(Dataset rows)
'''
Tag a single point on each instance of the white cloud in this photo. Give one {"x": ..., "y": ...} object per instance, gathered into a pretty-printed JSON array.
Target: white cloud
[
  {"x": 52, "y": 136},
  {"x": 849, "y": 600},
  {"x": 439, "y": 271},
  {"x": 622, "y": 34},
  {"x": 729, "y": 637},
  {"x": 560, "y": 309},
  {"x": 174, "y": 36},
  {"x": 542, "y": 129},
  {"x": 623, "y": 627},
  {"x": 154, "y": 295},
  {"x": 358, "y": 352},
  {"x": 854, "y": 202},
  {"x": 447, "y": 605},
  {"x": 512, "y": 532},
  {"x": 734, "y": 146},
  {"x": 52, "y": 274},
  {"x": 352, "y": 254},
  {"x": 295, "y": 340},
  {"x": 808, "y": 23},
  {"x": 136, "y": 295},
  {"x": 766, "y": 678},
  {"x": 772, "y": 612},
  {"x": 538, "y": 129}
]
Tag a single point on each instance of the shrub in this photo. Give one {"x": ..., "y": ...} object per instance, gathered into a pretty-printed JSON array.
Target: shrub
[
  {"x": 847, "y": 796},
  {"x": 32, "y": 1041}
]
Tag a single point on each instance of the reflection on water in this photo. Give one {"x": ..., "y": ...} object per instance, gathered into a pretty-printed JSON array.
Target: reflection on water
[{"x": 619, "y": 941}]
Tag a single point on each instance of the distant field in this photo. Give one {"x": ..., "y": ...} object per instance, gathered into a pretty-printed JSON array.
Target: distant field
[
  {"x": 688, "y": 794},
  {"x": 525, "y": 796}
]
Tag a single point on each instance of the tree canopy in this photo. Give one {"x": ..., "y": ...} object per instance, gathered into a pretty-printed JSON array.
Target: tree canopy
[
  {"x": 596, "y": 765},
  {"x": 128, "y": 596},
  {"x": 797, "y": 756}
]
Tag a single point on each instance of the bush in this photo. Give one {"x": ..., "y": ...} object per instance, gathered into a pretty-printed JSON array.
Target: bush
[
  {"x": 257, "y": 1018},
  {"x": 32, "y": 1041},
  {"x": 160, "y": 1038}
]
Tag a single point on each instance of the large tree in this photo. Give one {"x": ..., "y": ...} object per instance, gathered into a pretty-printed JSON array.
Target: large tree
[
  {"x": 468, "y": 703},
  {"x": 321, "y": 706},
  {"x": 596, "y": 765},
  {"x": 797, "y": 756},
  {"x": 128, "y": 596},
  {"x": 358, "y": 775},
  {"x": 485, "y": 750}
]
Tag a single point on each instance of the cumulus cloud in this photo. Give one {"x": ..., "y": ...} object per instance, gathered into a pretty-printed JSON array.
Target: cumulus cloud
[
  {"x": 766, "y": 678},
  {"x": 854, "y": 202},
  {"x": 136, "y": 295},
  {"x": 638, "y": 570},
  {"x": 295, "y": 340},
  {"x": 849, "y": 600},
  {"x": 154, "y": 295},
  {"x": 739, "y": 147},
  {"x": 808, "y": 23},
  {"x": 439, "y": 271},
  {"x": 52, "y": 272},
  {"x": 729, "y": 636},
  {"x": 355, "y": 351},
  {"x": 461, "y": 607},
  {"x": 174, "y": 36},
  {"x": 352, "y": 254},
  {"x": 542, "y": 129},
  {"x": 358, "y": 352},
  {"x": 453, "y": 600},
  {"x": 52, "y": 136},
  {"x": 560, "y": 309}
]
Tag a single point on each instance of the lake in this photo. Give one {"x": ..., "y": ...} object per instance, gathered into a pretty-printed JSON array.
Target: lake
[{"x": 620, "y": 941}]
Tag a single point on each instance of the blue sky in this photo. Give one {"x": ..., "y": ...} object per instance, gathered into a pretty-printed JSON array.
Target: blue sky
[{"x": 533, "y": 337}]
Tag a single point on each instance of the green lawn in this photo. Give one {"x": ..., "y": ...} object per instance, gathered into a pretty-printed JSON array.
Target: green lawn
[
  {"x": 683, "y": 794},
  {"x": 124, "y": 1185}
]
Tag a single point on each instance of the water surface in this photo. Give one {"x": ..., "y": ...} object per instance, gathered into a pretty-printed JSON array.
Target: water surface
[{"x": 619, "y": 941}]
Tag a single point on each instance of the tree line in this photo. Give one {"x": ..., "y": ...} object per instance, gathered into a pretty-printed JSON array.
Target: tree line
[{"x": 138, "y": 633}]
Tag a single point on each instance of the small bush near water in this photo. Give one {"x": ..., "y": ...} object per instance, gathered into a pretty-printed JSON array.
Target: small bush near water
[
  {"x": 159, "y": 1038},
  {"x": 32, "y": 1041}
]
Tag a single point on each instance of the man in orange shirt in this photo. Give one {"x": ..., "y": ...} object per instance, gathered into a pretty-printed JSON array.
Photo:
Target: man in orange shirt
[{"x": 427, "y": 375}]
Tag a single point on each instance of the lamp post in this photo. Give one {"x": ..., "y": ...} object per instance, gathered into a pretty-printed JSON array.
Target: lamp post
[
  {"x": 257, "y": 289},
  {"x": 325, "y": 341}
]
'''
DESCRIPTION OF THE TASK:
Rewrite the records above with "pretty-printed" swapped for "single-line" throughout, leaving everything else as it is.

RIGHT ANSWER:
Tag a single point on each instance of the white cloud in this photo. Give one {"x": ..., "y": ...} object per instance, gathered into a single-line JSON array.
Target: white cloud
[
  {"x": 52, "y": 136},
  {"x": 849, "y": 600},
  {"x": 439, "y": 271},
  {"x": 622, "y": 34},
  {"x": 729, "y": 637},
  {"x": 560, "y": 309},
  {"x": 174, "y": 36},
  {"x": 542, "y": 129},
  {"x": 623, "y": 627},
  {"x": 154, "y": 295},
  {"x": 358, "y": 352},
  {"x": 854, "y": 202},
  {"x": 447, "y": 605},
  {"x": 512, "y": 532},
  {"x": 734, "y": 146},
  {"x": 52, "y": 274},
  {"x": 352, "y": 254},
  {"x": 295, "y": 340},
  {"x": 808, "y": 23},
  {"x": 136, "y": 295},
  {"x": 766, "y": 678},
  {"x": 772, "y": 612},
  {"x": 538, "y": 129}
]
Tag a single point on each instance of the shrub in this photo. Give one {"x": ..., "y": ...} object per instance, gathered into a single-line JSON array.
Target: shrub
[
  {"x": 847, "y": 796},
  {"x": 32, "y": 1041}
]
Tag a single point on each instance of the reflection on water in this photo. Give one {"x": ..., "y": ...} object per instance, gathered into a single-line JSON array.
Target: reflection on water
[{"x": 619, "y": 941}]
Tag a single point on each instance of the distant field in this photo. Give one {"x": ..., "y": ...} object per instance, gathered into a single-line JSON array.
Target: distant field
[
  {"x": 688, "y": 794},
  {"x": 525, "y": 796}
]
Tag a single point on each instance of the tree canopy in this photo. Give one {"x": ..., "y": ...} object per instance, gathered into a single-line JSON array.
Target: tree canopy
[
  {"x": 596, "y": 765},
  {"x": 128, "y": 596},
  {"x": 797, "y": 756}
]
Tag a single point on each instance of the bush in this photo. Give one {"x": ..., "y": ...} object per instance, gathered into a single-line JSON array.
Target: bush
[
  {"x": 257, "y": 1018},
  {"x": 32, "y": 1041},
  {"x": 160, "y": 1038}
]
Tag a single point on each instance of the large tree in this photo. Give one {"x": ..., "y": ...} object per instance, gathered into a single-line JSON array.
Target: large tree
[
  {"x": 468, "y": 703},
  {"x": 321, "y": 706},
  {"x": 596, "y": 765},
  {"x": 797, "y": 756},
  {"x": 128, "y": 596},
  {"x": 358, "y": 775},
  {"x": 485, "y": 750}
]
Tag a single point on each instance of the cumulus cloud in this photo. Give one {"x": ..., "y": ...} object per instance, gathered into a single-line JSON array.
Target: cumulus cloud
[
  {"x": 766, "y": 678},
  {"x": 854, "y": 202},
  {"x": 136, "y": 295},
  {"x": 638, "y": 570},
  {"x": 295, "y": 340},
  {"x": 849, "y": 600},
  {"x": 154, "y": 295},
  {"x": 739, "y": 147},
  {"x": 808, "y": 23},
  {"x": 439, "y": 271},
  {"x": 52, "y": 272},
  {"x": 729, "y": 636},
  {"x": 355, "y": 351},
  {"x": 461, "y": 607},
  {"x": 174, "y": 36},
  {"x": 352, "y": 254},
  {"x": 542, "y": 129},
  {"x": 358, "y": 352},
  {"x": 453, "y": 600},
  {"x": 52, "y": 136},
  {"x": 560, "y": 309}
]
Tag a single point on each instance of the lake in this photo. Give one {"x": ..., "y": ...} object per instance, gathered into a single-line JSON array.
Target: lake
[{"x": 620, "y": 941}]
Tag a single point on each instance of the blue sky in this photo. Give one {"x": ..., "y": ...} object per instance, gathered into a single-line JSON array.
Target: blue sky
[{"x": 533, "y": 337}]
Tag a single point on each instance of the green lawn in this photo. Give one {"x": ..., "y": ...} object per instance, gathered into a single-line JSON array.
Target: green lawn
[
  {"x": 683, "y": 794},
  {"x": 124, "y": 1185}
]
Tag a single point on each instance of the water surface in this photo. Give one {"x": ..., "y": ...} object per instance, gathered into a single-line JSON array.
Target: water surface
[{"x": 619, "y": 941}]
Tag a single point on each instance of the tree line in this photo. Give one {"x": ..., "y": ...} object per instance, gathered into a single-line JSON array.
Target: tree line
[{"x": 138, "y": 633}]
Tag a single point on each instance of the small bush near water in this photo. Give one {"x": ..., "y": ...} object per instance, gathered into a single-line JSON array.
Target: small bush near water
[
  {"x": 159, "y": 1038},
  {"x": 32, "y": 1041}
]
Tag a single point on each instance of the man in orange shirt in this photo. Give one {"x": ..., "y": ...} object per instance, gathered into a single-line JSON array.
Photo:
Target: man in orange shirt
[{"x": 427, "y": 375}]
Tag a single point on each instance of the lamp post in this photo. Give one {"x": ..., "y": ...} object per instance, gathered into a single-line JSON array.
Target: lamp post
[
  {"x": 257, "y": 289},
  {"x": 325, "y": 341}
]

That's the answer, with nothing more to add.